Dominic Cheli - Liszt: Schubert Transcriptions (2021)
BAND/ARTIST: Dominic Cheli
- Title: Liszt: Schubert Transcriptions
- Year Of Release: 2021
- Label: Naxos
- Genre: Classical
- Quality: flac lossless (tracks) +Booklet
- Total Time: 01:19:35
- Total Size: 216 mb
- WebSite: Album Preview
Tracklist
01. 3 Märsche von Franz Schubert, S. 426: No. 1, Trauermarsch
02. 3 Märsche von Franz Schubert, S. 426: No. 2, Grande marche
03. 3 Märsche von Franz Schubert, S. 426: No. 3, Grande marche caractéristique
04. Mélodies hongroises d'après Franz Schubert, S. 425a: No. 1, Andante
05. Mélodies hongroises d'après Franz Schubert, S. 425a: No. 2, Marcia
06. Mélodies hongroises d'après Franz Schubert, S. 425a: No. 3, Allegretto
07. Soirées de Vienne, S. 427: No. 6 in A Minor (After Schubert's D. 969 & 779) [1869 Version]
Franz Liszt was born at Raiding in a German-speaking region of Hungary. His father, Adam Liszt, was a steward in the employment of Haydn’s former patrons, the Esterházy Princes, and an amateur cellist. The boy showed early musical talent, and with the support of members of the Hungarian nobility was able to move with his parents to Vienna, where he took piano lessons from Czerny and composition lessons from the old Court Composer Antonio Salieri, who had taught Beethoven and Schubert. In 1822 the Liszts moved to Paris, where, as a foreigner, Franz was refused admission to the Conservatoire by Cherubini, but was able to embark on a career as a virtuoso, with the help of the piano manufacturer Erard.

PROBLEMS AND TASKS:
• a. According to the album page, who gave Liszt composition lessons in Vienna?
• b. Turn the paragraph of the album page that begins "Franz Liszt was born at Raiding" into a short list that keeps its main facts.

DATA SEGMENT:

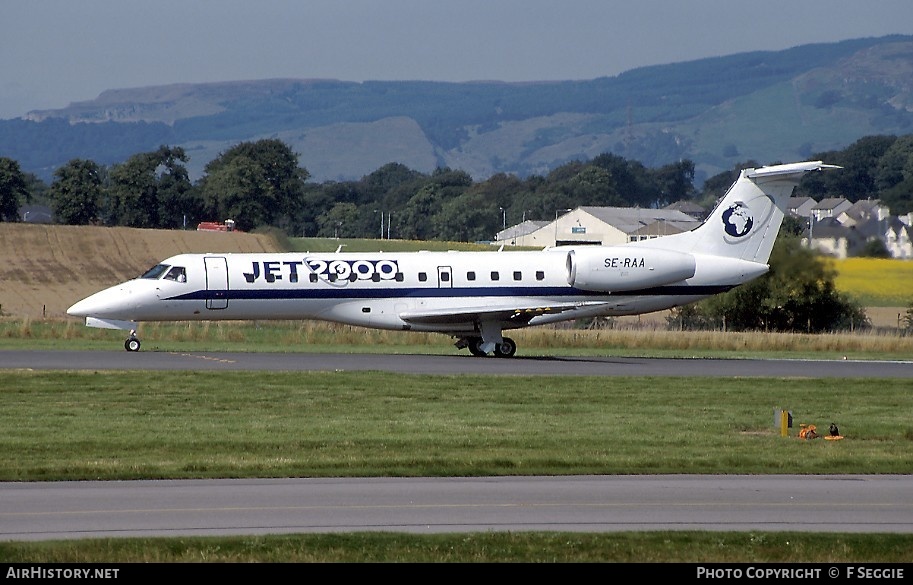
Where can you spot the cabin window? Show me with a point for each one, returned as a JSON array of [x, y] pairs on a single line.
[[176, 274], [155, 272]]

TASK-BY-TASK SOLUTIONS:
• a. Antonio Salieri, the old Court Composer, gave Liszt composition lessons in Vienna.

• b.
- Liszt was born at Raiding, in a German-speaking region of Hungary.
- His father, Adam Liszt, was an amateur cellist and a steward for the Esterházy Princes, who had been Haydn's patrons.
- Liszt showed musical talent early. With support from Hungarian nobles, he moved with his parents to Vienna.
- In Vienna he studied piano with Czerny and composition with Salieri, who had taught Beethoven and Schubert.
- In 1822 the family moved to Paris.
- Cherubini refused him admission to the Conservatoire because he was a foreigner.
- He began a career as a virtuoso with help from the piano manufacturer Erard.